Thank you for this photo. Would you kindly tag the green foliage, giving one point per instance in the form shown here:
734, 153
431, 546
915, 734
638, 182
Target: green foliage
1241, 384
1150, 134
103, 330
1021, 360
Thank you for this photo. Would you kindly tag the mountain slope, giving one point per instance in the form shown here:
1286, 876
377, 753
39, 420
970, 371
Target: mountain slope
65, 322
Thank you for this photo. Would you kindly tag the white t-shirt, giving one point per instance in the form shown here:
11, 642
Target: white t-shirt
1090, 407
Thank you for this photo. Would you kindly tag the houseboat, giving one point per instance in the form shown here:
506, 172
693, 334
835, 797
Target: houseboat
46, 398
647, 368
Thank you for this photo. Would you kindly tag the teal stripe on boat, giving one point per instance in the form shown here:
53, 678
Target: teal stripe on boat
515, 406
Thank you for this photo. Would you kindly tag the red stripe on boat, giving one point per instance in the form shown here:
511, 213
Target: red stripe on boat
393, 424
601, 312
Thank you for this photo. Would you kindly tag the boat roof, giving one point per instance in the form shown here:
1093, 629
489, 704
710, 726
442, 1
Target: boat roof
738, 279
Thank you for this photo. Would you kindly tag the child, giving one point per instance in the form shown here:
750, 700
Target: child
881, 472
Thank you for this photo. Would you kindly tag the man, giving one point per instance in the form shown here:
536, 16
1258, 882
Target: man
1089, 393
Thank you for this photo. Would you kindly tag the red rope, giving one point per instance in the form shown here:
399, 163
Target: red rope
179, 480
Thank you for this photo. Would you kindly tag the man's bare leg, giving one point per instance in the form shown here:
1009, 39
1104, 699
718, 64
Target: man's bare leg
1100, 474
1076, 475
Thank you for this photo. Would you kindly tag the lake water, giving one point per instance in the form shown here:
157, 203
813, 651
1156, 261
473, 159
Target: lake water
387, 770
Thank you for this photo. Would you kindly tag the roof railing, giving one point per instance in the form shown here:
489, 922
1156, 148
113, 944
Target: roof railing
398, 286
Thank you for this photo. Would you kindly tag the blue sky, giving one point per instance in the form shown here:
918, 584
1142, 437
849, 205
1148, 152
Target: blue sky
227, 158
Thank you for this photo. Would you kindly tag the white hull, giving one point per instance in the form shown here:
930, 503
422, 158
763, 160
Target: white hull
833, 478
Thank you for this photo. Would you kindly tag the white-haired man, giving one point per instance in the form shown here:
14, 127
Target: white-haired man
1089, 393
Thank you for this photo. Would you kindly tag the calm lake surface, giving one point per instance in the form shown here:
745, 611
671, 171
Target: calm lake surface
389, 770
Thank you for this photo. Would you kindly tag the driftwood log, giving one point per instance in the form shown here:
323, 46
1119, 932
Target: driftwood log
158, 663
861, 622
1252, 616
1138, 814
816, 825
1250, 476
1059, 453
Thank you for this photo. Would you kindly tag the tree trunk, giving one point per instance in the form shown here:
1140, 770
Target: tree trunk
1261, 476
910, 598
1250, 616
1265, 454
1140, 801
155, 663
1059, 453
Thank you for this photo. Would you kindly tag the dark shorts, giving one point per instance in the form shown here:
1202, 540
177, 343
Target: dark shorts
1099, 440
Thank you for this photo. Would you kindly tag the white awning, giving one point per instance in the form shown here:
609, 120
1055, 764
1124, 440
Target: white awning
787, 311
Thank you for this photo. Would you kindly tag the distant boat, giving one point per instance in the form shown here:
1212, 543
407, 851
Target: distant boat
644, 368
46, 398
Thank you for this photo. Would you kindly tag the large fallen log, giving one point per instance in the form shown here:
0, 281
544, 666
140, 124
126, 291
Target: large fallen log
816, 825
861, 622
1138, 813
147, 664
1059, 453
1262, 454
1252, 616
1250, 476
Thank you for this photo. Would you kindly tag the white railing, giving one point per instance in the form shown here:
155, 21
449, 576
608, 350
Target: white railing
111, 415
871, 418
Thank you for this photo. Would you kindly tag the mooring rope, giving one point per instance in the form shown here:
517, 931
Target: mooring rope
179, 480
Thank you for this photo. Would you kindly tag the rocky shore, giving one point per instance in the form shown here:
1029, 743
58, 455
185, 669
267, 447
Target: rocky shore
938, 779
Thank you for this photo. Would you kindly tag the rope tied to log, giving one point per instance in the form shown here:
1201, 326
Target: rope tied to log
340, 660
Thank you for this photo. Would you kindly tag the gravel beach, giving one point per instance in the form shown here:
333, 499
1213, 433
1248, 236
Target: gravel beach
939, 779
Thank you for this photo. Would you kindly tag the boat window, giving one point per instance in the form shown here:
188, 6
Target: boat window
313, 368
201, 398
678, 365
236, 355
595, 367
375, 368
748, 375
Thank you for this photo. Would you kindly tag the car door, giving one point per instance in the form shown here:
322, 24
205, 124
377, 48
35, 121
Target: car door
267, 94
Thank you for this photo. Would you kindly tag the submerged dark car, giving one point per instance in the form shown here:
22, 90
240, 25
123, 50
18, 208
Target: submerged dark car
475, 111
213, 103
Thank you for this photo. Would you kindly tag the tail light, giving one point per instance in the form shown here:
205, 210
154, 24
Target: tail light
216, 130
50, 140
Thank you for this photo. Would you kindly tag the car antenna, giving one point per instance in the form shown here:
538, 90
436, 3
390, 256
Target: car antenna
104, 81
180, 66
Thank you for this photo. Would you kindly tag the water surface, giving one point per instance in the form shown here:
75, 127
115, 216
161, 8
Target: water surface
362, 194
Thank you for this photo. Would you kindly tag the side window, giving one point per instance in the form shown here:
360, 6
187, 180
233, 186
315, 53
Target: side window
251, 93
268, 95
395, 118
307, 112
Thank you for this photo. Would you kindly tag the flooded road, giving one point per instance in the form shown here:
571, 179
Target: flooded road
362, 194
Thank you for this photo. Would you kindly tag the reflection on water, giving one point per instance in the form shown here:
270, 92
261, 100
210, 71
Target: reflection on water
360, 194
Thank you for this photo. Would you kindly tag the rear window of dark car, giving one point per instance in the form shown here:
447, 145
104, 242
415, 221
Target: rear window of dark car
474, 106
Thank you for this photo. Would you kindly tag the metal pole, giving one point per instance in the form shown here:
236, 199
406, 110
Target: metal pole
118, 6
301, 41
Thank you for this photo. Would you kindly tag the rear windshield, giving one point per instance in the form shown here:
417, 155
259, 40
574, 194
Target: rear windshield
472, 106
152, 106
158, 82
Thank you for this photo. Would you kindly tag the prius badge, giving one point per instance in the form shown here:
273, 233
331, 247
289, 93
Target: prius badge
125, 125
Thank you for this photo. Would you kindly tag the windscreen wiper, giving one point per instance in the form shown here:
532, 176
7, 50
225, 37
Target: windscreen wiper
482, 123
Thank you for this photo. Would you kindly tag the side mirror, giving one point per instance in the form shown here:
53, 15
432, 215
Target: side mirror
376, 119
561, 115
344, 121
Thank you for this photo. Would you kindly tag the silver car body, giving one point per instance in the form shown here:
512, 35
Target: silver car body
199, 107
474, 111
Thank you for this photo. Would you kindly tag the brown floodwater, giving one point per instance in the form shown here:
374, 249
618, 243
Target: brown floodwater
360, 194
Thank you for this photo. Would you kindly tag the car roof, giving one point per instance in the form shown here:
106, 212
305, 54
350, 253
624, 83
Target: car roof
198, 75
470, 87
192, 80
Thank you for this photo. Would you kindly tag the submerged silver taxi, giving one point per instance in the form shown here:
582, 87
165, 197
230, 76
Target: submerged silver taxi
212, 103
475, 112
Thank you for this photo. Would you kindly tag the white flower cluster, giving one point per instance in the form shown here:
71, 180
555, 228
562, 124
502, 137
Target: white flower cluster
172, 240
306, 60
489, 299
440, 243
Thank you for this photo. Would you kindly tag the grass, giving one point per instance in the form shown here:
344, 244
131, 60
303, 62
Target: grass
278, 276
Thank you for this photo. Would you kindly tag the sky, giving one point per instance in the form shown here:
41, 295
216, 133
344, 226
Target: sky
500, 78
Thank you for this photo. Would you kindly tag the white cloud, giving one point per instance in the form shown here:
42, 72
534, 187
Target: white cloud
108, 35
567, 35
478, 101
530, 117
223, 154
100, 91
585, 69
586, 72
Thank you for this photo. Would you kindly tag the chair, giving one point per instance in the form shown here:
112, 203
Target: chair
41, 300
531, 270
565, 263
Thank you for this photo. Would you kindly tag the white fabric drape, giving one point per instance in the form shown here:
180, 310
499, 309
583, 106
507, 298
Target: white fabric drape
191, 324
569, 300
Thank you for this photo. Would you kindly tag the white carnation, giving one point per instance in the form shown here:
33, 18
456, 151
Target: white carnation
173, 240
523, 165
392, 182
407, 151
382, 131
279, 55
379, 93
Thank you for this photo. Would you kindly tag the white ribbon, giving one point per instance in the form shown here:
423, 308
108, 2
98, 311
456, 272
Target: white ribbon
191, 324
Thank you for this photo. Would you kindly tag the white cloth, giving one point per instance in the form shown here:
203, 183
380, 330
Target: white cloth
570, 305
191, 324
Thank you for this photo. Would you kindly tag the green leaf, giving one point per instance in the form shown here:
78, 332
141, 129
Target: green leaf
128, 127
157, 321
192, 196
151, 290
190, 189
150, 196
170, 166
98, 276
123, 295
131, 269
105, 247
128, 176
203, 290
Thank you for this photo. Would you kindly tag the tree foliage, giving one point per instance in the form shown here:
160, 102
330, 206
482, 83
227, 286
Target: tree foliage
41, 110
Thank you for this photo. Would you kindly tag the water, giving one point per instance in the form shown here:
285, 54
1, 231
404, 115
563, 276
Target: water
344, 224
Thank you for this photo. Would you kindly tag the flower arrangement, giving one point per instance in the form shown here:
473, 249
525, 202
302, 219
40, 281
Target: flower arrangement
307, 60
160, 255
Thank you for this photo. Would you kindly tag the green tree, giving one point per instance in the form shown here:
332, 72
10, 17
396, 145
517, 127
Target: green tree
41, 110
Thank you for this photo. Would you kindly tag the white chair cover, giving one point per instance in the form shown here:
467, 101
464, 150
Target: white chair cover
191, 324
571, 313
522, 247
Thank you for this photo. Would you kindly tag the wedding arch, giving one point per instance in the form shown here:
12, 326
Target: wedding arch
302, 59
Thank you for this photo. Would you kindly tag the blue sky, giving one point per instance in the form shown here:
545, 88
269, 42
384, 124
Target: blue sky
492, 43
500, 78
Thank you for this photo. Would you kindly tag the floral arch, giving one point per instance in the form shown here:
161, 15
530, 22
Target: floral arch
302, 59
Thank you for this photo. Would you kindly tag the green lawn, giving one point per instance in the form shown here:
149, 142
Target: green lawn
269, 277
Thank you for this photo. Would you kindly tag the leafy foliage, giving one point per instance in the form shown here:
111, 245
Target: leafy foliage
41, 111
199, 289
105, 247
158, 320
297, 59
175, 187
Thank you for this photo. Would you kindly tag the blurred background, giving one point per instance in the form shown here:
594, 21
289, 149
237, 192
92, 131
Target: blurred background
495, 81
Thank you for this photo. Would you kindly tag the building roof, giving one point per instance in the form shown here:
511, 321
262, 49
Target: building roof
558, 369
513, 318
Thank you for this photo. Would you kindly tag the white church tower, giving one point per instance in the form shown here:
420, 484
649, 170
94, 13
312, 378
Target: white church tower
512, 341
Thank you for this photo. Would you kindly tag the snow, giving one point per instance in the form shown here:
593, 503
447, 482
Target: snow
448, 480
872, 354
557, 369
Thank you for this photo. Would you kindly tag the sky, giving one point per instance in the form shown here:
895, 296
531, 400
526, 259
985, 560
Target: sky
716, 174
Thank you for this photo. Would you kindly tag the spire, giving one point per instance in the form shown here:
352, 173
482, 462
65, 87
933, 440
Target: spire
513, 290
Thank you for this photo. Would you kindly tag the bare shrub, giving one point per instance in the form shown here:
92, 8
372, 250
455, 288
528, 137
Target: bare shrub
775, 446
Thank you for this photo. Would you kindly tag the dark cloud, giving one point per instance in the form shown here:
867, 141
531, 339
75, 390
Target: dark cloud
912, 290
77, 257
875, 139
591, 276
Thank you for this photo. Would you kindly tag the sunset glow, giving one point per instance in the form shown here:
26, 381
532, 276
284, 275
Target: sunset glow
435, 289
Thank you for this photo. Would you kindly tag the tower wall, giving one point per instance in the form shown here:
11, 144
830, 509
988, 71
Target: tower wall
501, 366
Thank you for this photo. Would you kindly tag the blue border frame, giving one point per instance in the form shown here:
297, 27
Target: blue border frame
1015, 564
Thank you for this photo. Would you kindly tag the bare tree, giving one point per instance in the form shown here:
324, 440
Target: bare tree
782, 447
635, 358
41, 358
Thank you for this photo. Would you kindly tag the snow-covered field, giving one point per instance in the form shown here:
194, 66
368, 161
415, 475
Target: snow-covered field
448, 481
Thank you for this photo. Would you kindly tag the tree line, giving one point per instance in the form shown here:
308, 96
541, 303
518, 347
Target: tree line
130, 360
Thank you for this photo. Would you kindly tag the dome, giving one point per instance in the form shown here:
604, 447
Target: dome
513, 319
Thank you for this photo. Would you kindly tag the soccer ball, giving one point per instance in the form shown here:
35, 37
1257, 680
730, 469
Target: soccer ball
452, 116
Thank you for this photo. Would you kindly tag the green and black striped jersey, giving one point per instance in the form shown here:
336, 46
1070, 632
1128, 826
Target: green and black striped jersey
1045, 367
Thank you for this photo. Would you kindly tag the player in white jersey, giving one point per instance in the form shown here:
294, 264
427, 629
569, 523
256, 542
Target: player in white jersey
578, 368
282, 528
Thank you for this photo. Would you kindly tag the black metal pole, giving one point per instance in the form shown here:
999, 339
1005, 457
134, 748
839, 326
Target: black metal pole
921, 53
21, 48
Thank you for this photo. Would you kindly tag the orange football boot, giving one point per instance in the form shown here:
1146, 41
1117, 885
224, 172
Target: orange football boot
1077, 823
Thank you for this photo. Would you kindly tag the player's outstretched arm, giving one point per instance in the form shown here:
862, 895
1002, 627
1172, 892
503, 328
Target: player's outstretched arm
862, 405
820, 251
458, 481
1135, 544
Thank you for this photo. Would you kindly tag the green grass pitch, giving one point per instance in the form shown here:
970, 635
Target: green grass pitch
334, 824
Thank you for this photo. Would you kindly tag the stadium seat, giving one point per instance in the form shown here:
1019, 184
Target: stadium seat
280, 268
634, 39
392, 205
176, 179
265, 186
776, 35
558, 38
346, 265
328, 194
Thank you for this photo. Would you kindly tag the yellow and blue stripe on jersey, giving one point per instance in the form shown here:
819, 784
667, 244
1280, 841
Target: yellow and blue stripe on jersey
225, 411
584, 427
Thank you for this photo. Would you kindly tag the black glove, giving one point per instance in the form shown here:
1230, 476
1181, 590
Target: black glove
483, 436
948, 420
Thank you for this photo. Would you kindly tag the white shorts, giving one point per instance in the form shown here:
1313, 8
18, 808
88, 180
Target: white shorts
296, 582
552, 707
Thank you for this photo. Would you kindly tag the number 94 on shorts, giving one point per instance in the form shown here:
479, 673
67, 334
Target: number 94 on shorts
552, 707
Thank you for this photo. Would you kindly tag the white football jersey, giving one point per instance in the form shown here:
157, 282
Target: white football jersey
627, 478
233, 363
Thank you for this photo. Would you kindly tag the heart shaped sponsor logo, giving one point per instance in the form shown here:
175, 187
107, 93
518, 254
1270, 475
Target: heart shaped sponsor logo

=======

Repeat precisely the lines of the data starting at the one containing "Thank you for this photo. Would you kindly tag the number", last line included.

Thank you for this photo. Would you kindly tag the number 94 on shorts, giving one point per instance in the form shown here:
479, 673
67, 334
Target: number 94 on shorts
552, 707
Thank you for this photo. Would you kindly tag the white football jersey, giving one point per instance in the form shown here:
157, 282
Target: white football jersey
627, 478
233, 363
Thank you for this photo. Would you kindly tag the heart shaped sponsor logo, giving one point per instance in the form shown here:
175, 187
107, 93
518, 254
1270, 475
Target: heart shaped sponsor logo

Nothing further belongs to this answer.